Region outline entries
····················
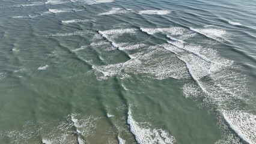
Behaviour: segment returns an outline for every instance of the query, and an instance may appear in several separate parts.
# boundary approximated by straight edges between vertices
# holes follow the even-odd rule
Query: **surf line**
[[[207,38],[210,38],[210,39],[213,40],[215,40],[215,41],[218,41],[218,42],[219,42],[219,43],[221,43],[221,41],[219,40],[218,39],[217,39],[217,38],[213,38],[213,37],[210,37],[210,36],[209,36],[209,35],[207,35],[207,34],[204,34],[203,32],[200,32],[200,31],[198,31],[198,30],[197,30],[197,29],[194,29],[194,28],[191,28],[191,27],[189,27],[189,30],[190,30],[191,31],[193,31],[193,32],[197,32],[197,33],[198,33],[198,34],[201,34],[201,35],[204,35],[204,37],[207,37]]]
[[[204,60],[204,61],[206,61],[206,62],[207,62],[208,63],[210,63],[210,64],[214,63],[213,62],[212,62],[209,59],[208,59],[207,58],[205,58],[204,56],[201,55],[199,53],[193,52],[191,50],[189,50],[186,49],[184,46],[178,46],[177,44],[175,44],[174,43],[172,43],[172,42],[171,42],[169,41],[167,41],[167,43],[168,44],[170,44],[172,45],[173,46],[175,47],[176,48],[178,48],[179,49],[184,50],[184,51],[187,52],[189,53],[192,53],[192,54],[195,55],[196,56],[200,58],[200,59]]]
[[[78,141],[78,144],[84,144],[85,142],[84,139],[81,137],[81,132],[78,130],[79,127],[79,124],[78,123],[78,120],[75,118],[75,116],[71,115],[71,121],[72,121],[73,125],[75,127],[76,133],[75,136],[76,137],[76,140]]]
[[[108,36],[104,33],[104,31],[99,31],[98,32],[99,32],[99,34],[100,34],[102,36],[102,37],[105,38],[111,44],[111,46],[114,48],[115,48],[115,49],[118,49],[118,50],[120,50],[120,51],[123,52],[126,55],[126,56],[127,57],[129,58],[130,59],[132,59],[132,58],[130,56],[130,55],[126,51],[124,51],[124,50],[121,50],[121,49],[120,49],[120,46],[118,46],[112,40],[110,40],[108,37]]]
····················
(The task) Could you copy the listing above line for line, leaving the picture out of your answer?

(The solution)
Behaviour: segment returns an outline for every instance of the query, and an instance may appear in several separate parts.
# boundary approximated by straight edges between vertices
# holes follow the even-odd rule
Query: **surf line**
[[[207,38],[210,38],[210,39],[213,40],[215,40],[215,41],[218,41],[218,42],[219,42],[219,43],[221,43],[221,41],[219,40],[218,39],[217,39],[217,38],[213,38],[213,37],[210,37],[210,36],[209,36],[209,35],[207,35],[207,34],[204,34],[203,32],[200,32],[200,31],[198,31],[198,30],[197,30],[197,29],[194,29],[194,28],[191,28],[191,27],[189,27],[189,30],[190,30],[191,31],[193,31],[193,32],[197,32],[197,33],[198,33],[198,34],[201,34],[201,35],[204,35],[204,37],[207,37]]]
[[[204,60],[204,61],[206,61],[206,62],[207,62],[208,63],[210,63],[210,64],[214,63],[213,62],[212,62],[209,59],[208,59],[207,58],[205,58],[204,56],[201,55],[199,53],[193,52],[191,50],[189,50],[186,49],[184,46],[178,46],[177,44],[175,44],[174,43],[172,43],[172,42],[171,42],[169,41],[167,41],[167,43],[168,44],[170,44],[172,45],[173,46],[175,47],[176,48],[178,48],[179,49],[184,50],[184,51],[187,52],[189,53],[192,53],[192,54],[195,55],[196,56],[200,58],[200,59]]]
[[[78,141],[78,144],[84,144],[85,142],[84,139],[81,137],[81,132],[78,130],[79,127],[79,124],[78,123],[78,120],[75,118],[75,116],[71,115],[71,121],[72,121],[73,125],[75,127],[76,133],[75,136],[76,137],[76,140]]]
[[[108,36],[104,33],[104,31],[99,31],[98,32],[99,32],[99,34],[100,34],[102,36],[102,37],[105,38],[111,44],[111,46],[114,48],[115,48],[115,49],[118,49],[118,50],[120,50],[120,51],[123,52],[126,55],[126,56],[127,57],[129,58],[130,59],[132,59],[132,58],[130,56],[130,55],[126,51],[124,51],[124,50],[121,50],[121,49],[120,49],[120,46],[118,46],[112,40],[110,40],[108,37]]]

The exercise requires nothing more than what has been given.